> **TEXT PROVIDED**:
Environment variables (default in `internal/config/config.go`):

| Variable                            | Default | Description                                      |
|-------------------------------------|---------|--------------------------------------------------|
| `ADAPTIVE_POLLING_ENABLED`          | false   | Feature flag for adaptive scheduler.             |
| `ADAPTIVE_POLLING_BASE_INTERVAL`    | 10s     | Target cadence when system is healthy.           |
| `ADAPTIVE_POLLING_MIN_INTERVAL`     | 5s      | Lower bound (active instances).                  |
| `ADAPTIVE_POLLING_MAX_INTERVAL`     | 5m      | Upper bound (idle instances).                    |

All settings persist in `system.json` and respond to environment overrides.

> **PARTS OF THE EXERCISE**:
#1 For the adaptive polling configuration text, decide whether each statement agrees with it: (a) the maximum interval applies to idle instances, (b) the minimum interval serves as an upper bound, (c) settings are stored in `system.json`. Answer yes or no for each and quote the words of the text that decide it.
#2 List every environment variable named in the adaptive polling configuration text.
#3 Continue the adaptive polling configuration text past its final sentence.
The records that follow the configuration text are taken from a separate source.

> **DATASET EXCERPTS**:

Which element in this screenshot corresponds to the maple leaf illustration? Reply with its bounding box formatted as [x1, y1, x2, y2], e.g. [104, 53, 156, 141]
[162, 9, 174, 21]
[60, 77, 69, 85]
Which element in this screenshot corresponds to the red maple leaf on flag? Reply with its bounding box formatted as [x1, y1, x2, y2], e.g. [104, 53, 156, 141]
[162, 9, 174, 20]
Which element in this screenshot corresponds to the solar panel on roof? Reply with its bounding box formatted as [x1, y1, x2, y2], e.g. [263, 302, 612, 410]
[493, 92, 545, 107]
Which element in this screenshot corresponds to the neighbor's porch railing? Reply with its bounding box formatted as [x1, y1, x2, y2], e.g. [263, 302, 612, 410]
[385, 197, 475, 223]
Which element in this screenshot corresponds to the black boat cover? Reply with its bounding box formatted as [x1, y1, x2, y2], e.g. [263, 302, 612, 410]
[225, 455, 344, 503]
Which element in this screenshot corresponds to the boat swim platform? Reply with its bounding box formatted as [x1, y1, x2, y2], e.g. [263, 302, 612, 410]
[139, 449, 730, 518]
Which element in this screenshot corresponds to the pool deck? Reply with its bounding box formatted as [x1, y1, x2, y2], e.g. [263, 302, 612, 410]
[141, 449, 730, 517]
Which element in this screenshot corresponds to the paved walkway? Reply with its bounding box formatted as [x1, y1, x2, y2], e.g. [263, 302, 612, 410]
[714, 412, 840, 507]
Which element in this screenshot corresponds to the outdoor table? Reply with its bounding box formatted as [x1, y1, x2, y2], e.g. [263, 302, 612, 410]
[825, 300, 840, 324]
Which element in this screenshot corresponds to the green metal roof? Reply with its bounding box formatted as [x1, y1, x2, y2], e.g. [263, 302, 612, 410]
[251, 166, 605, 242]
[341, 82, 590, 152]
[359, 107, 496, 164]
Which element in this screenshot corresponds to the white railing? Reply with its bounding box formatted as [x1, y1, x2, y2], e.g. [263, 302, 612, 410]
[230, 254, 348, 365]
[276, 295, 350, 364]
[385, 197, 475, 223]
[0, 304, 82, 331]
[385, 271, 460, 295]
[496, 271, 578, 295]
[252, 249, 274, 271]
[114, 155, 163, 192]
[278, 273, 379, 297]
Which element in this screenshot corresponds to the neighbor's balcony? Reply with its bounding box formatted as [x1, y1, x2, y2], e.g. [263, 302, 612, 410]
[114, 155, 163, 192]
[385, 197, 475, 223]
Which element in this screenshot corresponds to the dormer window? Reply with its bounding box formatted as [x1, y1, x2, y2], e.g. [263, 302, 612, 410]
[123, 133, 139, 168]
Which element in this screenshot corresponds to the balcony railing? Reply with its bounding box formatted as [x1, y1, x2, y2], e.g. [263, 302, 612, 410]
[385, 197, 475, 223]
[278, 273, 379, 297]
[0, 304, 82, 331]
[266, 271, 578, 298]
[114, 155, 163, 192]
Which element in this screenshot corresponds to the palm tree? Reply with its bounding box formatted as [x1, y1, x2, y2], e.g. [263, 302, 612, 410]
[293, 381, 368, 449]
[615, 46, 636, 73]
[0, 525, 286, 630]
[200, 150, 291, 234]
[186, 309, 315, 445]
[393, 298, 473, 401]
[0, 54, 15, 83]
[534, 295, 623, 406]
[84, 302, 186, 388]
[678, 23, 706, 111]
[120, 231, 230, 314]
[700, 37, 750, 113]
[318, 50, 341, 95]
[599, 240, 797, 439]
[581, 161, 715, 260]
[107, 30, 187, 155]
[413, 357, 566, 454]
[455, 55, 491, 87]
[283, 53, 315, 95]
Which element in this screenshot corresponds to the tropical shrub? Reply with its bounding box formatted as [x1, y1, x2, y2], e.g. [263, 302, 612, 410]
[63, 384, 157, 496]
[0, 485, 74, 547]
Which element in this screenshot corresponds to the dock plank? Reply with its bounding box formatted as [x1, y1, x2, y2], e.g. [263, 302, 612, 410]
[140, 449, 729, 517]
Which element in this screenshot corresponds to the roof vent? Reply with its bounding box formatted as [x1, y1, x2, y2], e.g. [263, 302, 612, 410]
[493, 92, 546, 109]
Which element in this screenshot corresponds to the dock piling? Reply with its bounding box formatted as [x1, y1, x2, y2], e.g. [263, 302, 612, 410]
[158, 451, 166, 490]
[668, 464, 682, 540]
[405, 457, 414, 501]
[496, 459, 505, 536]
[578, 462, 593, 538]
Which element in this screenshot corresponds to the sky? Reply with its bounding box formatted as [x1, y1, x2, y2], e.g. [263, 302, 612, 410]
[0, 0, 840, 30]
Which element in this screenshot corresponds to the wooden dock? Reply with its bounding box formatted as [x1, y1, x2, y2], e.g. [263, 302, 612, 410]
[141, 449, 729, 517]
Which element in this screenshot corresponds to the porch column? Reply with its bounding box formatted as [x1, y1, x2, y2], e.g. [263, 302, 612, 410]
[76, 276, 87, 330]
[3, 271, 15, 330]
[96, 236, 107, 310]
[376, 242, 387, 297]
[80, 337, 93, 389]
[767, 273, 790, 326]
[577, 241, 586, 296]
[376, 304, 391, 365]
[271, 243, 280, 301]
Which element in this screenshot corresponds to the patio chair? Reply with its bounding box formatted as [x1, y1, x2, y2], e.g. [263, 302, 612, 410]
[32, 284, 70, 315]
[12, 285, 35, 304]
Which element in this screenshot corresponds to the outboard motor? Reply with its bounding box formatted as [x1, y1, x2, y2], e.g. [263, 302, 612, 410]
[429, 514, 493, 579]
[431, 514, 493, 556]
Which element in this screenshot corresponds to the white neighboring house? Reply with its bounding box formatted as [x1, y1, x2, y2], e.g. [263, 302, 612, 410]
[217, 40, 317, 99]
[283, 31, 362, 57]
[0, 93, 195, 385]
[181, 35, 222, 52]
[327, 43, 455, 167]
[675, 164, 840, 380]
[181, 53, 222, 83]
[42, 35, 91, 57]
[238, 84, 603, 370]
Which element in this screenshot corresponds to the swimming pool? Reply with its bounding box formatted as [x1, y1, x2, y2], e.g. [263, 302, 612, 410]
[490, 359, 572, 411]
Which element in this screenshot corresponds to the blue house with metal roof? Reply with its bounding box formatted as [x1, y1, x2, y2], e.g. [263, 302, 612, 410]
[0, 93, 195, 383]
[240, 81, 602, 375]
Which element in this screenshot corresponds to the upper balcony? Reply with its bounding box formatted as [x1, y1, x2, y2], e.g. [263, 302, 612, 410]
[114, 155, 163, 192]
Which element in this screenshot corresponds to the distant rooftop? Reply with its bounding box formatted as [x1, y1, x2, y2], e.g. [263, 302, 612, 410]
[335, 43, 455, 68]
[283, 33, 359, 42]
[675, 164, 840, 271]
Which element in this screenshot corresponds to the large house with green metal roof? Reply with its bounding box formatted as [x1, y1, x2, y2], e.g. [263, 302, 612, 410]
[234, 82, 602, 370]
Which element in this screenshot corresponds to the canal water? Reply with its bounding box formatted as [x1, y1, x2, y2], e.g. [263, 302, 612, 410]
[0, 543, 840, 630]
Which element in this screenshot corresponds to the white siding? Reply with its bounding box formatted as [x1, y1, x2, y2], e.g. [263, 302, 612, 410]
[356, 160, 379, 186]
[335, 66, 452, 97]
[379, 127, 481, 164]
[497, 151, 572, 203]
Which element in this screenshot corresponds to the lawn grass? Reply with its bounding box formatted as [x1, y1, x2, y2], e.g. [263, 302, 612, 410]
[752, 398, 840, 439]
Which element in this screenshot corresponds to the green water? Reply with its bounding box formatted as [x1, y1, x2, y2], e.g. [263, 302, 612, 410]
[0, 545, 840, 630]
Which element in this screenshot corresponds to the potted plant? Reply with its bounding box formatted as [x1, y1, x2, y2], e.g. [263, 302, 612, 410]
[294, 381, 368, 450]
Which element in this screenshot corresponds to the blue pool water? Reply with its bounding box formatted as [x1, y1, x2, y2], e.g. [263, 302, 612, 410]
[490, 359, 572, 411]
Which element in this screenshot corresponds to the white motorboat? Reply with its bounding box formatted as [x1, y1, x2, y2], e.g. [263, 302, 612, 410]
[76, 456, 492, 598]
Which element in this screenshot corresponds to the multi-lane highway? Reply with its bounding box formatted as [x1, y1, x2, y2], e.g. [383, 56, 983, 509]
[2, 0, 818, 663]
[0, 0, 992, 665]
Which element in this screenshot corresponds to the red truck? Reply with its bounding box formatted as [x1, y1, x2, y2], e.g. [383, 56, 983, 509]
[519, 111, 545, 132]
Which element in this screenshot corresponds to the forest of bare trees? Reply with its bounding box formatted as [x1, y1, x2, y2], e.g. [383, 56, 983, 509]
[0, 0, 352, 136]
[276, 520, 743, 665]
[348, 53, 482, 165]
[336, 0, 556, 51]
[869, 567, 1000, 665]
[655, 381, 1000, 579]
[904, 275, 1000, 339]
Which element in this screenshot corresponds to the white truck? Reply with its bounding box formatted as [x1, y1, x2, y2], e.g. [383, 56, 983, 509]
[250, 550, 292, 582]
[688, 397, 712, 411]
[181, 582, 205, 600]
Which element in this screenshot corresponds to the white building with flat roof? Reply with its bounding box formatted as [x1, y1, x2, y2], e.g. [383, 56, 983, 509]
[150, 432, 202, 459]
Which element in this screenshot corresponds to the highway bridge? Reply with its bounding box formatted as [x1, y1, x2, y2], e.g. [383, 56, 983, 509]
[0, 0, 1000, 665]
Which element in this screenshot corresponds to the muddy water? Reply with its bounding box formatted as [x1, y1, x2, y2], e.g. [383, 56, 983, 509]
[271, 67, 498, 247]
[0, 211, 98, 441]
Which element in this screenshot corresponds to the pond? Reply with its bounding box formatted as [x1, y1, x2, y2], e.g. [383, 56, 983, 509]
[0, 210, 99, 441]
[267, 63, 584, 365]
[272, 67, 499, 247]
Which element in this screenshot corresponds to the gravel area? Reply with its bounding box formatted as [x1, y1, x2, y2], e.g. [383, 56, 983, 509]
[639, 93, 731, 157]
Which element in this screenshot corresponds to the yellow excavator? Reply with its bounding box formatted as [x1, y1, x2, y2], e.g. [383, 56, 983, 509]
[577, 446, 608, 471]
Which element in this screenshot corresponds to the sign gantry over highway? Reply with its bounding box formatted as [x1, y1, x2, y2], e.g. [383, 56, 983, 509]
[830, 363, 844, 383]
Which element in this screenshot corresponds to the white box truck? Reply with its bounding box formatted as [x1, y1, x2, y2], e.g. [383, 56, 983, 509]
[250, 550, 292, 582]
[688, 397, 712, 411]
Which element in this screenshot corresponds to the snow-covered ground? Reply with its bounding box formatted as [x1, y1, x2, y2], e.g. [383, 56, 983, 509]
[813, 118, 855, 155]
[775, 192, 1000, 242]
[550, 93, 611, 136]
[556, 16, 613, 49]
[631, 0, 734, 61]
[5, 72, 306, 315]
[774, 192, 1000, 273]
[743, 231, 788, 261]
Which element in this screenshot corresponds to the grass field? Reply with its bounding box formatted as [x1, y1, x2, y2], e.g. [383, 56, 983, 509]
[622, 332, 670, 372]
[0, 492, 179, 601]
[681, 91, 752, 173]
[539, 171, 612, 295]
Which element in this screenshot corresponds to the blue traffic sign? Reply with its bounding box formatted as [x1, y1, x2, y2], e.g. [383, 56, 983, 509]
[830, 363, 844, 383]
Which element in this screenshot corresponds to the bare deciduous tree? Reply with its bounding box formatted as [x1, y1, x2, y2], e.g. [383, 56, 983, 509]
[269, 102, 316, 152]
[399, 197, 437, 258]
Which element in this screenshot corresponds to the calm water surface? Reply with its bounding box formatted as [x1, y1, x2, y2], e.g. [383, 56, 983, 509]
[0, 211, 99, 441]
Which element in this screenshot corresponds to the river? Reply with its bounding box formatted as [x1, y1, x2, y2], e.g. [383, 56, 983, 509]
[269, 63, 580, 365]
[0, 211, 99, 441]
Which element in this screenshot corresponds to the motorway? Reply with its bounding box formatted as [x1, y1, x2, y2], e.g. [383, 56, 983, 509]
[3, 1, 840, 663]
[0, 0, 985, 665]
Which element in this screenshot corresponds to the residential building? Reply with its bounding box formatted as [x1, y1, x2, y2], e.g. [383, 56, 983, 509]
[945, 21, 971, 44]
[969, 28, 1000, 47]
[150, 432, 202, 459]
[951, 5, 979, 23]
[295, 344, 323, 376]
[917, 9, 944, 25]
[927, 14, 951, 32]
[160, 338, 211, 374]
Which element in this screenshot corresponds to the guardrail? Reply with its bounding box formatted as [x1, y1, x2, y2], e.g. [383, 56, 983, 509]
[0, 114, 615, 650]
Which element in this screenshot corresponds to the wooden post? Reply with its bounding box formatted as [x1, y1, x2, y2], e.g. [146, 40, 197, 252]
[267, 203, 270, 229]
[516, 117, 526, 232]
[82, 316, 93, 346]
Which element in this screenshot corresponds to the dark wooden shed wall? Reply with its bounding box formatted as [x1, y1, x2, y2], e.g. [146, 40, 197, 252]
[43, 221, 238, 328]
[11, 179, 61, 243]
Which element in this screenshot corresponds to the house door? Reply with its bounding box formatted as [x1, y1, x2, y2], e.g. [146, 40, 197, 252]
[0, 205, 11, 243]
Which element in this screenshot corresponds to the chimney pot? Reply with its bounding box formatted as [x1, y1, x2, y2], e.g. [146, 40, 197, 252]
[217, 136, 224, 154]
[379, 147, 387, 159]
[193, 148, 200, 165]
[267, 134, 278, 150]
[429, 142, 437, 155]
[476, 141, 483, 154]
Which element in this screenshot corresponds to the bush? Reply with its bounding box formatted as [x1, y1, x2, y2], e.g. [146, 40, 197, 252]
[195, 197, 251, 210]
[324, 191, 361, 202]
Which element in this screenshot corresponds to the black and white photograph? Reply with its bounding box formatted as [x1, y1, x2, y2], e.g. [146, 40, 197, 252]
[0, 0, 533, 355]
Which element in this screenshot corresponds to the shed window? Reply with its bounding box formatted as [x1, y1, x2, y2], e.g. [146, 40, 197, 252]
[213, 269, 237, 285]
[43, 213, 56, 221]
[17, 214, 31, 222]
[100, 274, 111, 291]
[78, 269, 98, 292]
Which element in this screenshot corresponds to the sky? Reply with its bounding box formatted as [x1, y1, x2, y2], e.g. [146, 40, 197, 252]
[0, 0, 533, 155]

> **RESULTS OF THE EXERCISE**:
#1
(a) Yes: "Upper bound (idle instances)."
(b) No: "Lower bound (active instances)."
(c) Yes: "All settings persist in `system.json`"

#2 `ADAPTIVE_POLLING_ENABLED`, `ADAPTIVE_POLLING_BASE_INTERVAL`, `ADAPTIVE_POLLING_MIN_INTERVAL`, `ADAPTIVE_POLLING_MAX_INTERVAL`

#3
## Metrics

Exposed via Prometheus (`:9091/metrics`):

| Metric                                   | Type      | Labels                                | Description                                |
|------------------------------------------|-----------|---------------------------------------|--------------------------------------------|
| `pulse_monitor_poll_total`               | counter   | `instance_type`, `instance`, `result` | Overall poll attempts (success/error).     |
| `pulse_monitor_poll_duration_seconds`    | histogram | `instance_type`, `instance`           | Poll latency per instance.                 |
| `pulse_monitor_poll_staleness_seconds`   | gauge     | `instance_type`, `instance`           | Age since last success (0 on success).     |
| `pulse_monitor_poll_queue_depth`         | gauge     | —                                     | Size of priority queue.                    |
| `pulse_monitor_poll_inflight`            | gauge     | `instance_type`                       | Concurrent tasks per type.                 |

## Circuit Breaker & Backoff

| State       | Trigger                                     | Recovery                                   |
|-------------|---------------------------------------------|--------------------------------------------|
| **Closed**  | Default. Failures counted.                  | —                                          |
| **Open**    | ≥3 consecutive failures. Poll suppressed.   | Exponential delay (max 5 min).             |
| **Half-open**| Retry window elapsed. Limited re-attempt. | Success ⇒ closed. Failure ⇒ open.         |

Backoff configuration:

- Initial delay: 5 s
- Multiplier: x2 per failure
- Jitter: ±20 %
- Max delay: 5 minutes
- After 5 transient failures or any permanent failure, task moves to dead-letter queue for operator action.

## Dead-Letter Queue

Dead-letter entries are kept in memory (same `TaskQueue` structure) with a 30 min recheck interval. Operators should inspect logs for `Routing task to dead-letter queue` messages. Future work (Task 8) will add API surfaces for inspection.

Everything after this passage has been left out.